#### PAGE TEXT:
|---|

What are haskap berries?
As a farm growing this specialty crop, we get the question, “what are haskap berries?” a lot, so we thought we’d do a quick post! A haskap is a berry that is dark blue in color and resembles an elongated blueberry. When ripe, the inside of the berry is a deep purplish red color.
The skin is much like a blueberry and the inside has a texture similar to a kiwi. They are also called Honeyberries, Blue Honeysuckles, Edible Honeysuckles, Canadian Honey Berry, Haskap and Sweet Berry in certain regions and areas. The haskap is a circumpolar species native to northern boreal forests in Asia, Europe, and North America. The plants themselves look much like a blueberry plant and some varieties grow up to 6 feet tall, though most are between 4 and 5 feet and are quite hardy when planted in the right environment.
What do the berries taste like?
To us, the haskap berry tastes like a cross between raspberries, blueberry and rhubarb. It’s a really tart berry when eaten freshly picked. Our family eats them straight out of the field, but we use the majority of them for our fruit spreads, which sweetens them up a bit.
What are the health benefits?
In Japan, haskap is called ‘the fruit of longevity.’ Haskaps are considered a superberry because they are extremely rich in nutrients and antioxidants that help prevent multiple diseases and cancers. When added to a healthy diet and lifestyle, haskap is believed to help prevent heart disease, cancers, cardiovascular diseases,diabetes, osteoporosis and neurodegenerative diseases (according to leading alternative health expert, Bryce Wylde).
What are haskap used for?

|---|

#### EXTRACTED INFORMATION:
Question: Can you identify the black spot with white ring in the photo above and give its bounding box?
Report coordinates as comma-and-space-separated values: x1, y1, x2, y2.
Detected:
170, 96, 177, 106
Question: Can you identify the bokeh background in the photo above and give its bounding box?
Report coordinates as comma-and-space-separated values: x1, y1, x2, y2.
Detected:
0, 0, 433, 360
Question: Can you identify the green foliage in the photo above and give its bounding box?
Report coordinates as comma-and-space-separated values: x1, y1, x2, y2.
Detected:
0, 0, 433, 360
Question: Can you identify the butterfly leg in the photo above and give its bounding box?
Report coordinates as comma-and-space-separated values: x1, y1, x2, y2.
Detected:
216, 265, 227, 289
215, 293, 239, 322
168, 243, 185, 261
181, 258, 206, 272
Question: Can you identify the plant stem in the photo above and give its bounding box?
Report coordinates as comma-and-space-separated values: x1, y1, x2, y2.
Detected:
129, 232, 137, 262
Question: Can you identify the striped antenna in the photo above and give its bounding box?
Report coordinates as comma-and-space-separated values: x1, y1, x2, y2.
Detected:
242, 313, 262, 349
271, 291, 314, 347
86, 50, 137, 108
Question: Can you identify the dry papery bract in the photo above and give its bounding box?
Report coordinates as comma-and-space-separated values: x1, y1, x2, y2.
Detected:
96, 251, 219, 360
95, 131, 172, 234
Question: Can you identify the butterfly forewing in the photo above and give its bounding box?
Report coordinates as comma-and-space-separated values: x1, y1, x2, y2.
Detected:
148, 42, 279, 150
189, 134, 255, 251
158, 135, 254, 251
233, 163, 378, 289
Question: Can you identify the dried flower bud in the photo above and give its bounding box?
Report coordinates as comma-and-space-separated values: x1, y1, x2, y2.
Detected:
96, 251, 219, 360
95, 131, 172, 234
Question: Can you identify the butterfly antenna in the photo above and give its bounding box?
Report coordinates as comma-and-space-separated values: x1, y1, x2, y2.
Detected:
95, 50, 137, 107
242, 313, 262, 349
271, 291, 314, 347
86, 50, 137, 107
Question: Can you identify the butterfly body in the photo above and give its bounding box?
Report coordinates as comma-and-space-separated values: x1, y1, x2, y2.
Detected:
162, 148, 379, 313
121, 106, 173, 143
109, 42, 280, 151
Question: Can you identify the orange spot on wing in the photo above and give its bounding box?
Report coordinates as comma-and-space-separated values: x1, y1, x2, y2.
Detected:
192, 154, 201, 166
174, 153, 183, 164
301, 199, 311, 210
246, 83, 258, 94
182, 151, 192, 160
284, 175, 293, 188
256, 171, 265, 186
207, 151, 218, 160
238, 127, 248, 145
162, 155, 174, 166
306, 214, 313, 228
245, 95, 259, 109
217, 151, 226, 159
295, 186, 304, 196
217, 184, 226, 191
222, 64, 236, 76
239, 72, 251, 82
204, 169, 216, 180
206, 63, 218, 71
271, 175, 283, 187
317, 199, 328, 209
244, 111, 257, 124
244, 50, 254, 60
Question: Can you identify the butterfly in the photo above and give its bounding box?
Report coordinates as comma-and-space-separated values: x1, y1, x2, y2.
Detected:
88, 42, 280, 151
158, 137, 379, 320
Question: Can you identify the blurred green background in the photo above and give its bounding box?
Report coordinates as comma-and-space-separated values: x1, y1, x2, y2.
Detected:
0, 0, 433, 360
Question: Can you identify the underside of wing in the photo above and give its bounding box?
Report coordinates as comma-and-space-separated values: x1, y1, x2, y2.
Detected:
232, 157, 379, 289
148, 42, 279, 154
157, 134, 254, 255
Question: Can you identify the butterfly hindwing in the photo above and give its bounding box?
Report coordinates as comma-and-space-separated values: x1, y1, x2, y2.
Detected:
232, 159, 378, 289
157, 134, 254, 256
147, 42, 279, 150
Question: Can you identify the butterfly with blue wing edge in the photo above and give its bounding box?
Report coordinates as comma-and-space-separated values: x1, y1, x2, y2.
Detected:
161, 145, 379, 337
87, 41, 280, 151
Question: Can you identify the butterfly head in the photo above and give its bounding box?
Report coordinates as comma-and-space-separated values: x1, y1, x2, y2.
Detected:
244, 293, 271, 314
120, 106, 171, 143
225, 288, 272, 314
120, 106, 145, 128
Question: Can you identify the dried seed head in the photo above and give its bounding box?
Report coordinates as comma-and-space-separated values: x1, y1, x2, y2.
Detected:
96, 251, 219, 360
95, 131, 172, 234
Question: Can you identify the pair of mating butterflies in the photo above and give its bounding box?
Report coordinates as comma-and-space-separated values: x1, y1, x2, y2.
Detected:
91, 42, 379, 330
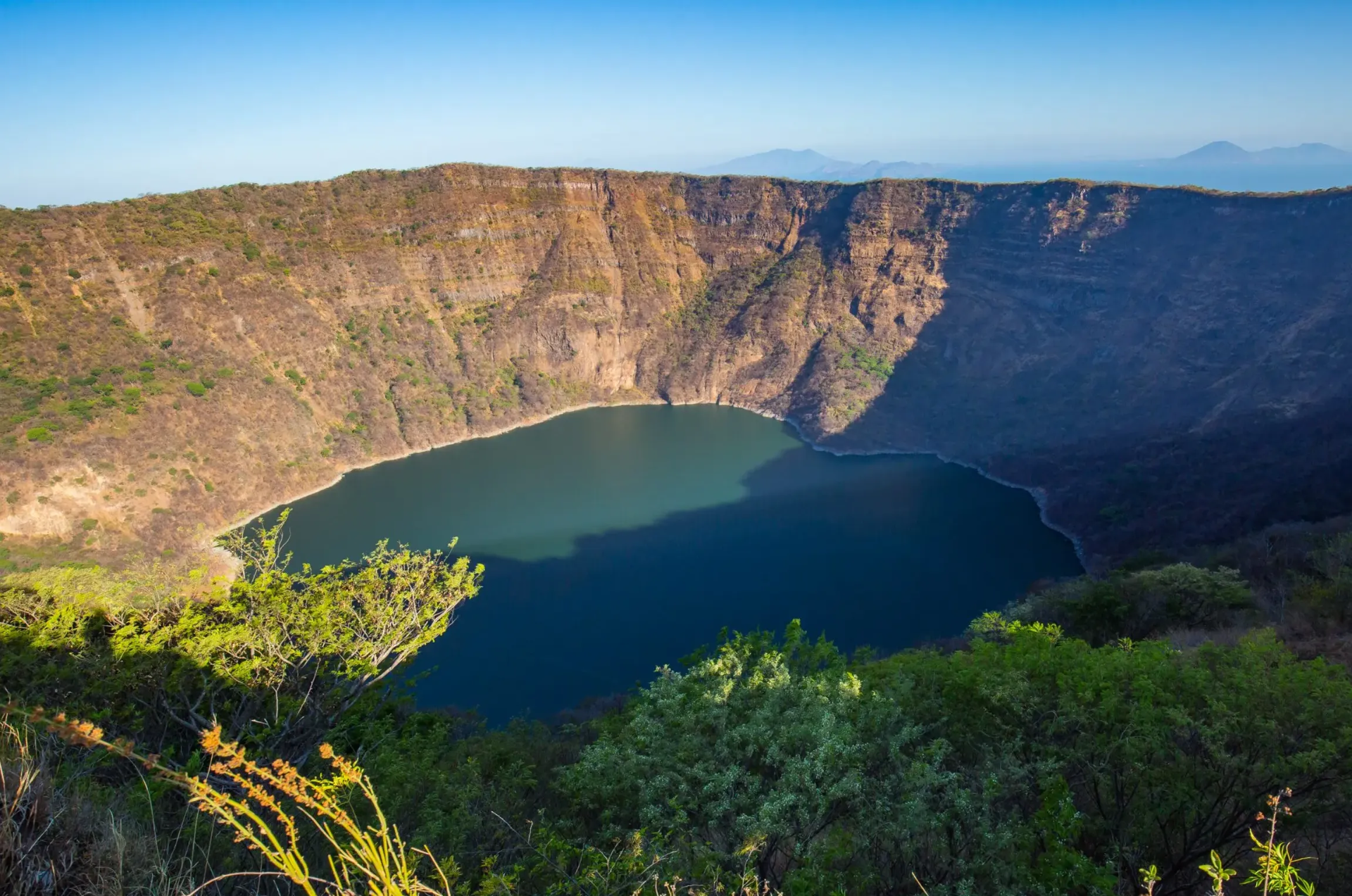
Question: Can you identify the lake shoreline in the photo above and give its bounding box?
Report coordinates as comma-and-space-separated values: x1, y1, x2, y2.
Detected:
219, 398, 1089, 570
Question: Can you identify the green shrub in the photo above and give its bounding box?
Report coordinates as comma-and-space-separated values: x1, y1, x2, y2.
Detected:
1014, 564, 1255, 645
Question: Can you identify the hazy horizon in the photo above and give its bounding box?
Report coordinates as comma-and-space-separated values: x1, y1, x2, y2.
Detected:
0, 0, 1352, 207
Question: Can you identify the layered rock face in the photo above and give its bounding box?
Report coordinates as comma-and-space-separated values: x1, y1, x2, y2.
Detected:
0, 165, 1352, 562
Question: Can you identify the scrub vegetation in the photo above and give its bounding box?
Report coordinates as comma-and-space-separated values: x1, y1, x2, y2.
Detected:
0, 517, 1352, 896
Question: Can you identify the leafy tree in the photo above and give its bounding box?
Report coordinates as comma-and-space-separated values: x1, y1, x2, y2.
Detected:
0, 514, 482, 758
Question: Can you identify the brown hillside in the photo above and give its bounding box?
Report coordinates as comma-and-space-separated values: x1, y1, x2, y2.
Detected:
0, 165, 1352, 567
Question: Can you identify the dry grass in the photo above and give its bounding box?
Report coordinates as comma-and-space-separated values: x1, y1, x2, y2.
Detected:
0, 720, 203, 896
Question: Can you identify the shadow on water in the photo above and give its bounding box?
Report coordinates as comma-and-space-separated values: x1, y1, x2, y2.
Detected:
263, 405, 1080, 723
406, 446, 1080, 723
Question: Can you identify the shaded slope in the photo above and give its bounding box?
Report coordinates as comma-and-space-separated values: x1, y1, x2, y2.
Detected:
0, 165, 1352, 564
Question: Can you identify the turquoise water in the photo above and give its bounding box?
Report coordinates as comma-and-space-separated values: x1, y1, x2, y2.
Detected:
269, 405, 1080, 723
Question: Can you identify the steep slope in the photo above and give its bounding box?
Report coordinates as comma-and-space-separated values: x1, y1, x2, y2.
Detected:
0, 165, 1352, 564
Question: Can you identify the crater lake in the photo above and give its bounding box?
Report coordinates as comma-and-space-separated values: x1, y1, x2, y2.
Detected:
266, 405, 1082, 724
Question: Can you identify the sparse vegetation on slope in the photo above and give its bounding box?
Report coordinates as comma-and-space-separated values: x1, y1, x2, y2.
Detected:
0, 165, 1352, 560
8, 516, 1352, 896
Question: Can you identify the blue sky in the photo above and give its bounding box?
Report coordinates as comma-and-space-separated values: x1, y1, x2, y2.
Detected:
0, 0, 1352, 207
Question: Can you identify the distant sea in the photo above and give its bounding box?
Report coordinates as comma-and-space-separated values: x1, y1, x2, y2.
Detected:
938, 162, 1352, 194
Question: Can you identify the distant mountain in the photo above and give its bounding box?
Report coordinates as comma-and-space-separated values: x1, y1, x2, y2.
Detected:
695, 141, 1352, 194
695, 149, 939, 182
1155, 141, 1352, 165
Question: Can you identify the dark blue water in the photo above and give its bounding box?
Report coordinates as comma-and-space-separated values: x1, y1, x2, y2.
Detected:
266, 405, 1080, 723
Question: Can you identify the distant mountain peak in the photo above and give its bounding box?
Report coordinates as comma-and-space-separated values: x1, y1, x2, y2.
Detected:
1174, 141, 1252, 163
696, 149, 938, 182
1167, 141, 1352, 165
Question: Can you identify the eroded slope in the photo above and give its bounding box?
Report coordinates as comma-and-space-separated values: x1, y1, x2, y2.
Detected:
0, 165, 1352, 564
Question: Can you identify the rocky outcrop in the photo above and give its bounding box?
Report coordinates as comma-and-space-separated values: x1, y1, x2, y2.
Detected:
0, 165, 1352, 561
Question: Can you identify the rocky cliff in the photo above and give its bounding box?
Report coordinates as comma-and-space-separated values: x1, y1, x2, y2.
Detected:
0, 165, 1352, 561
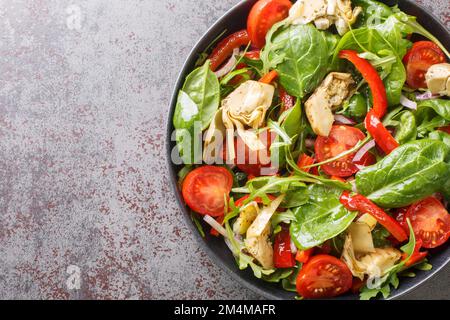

|---|

#### WHAT TO DO:
1. According to the page about haskap berries, what color is the inside of a ripe haskap?
2. In the page about haskap berries, rewrite the passage between "To us, the haskap" and "them up a bit.", inclusive, replacing "tart" with "sour".
3. List every name the page about haskap berries says the berry is also called in certain regions and areas.

#### SOLUTIONS TO EACH TASK:
1. A deep purplish red.

2.
To us, the haskap berry tastes like a cross between raspberries, blueberry and rhubarb. It’s a really sour berry when eaten freshly picked. Our family eats them straight out of the field, but we use the majority of them for our fruit spreads, which sweetens them up a bit.

3. Honeyberries, Blue Honeysuckles, Edible Honeysuckles, Canadian Honey Berry, Haskap, Sweet Berry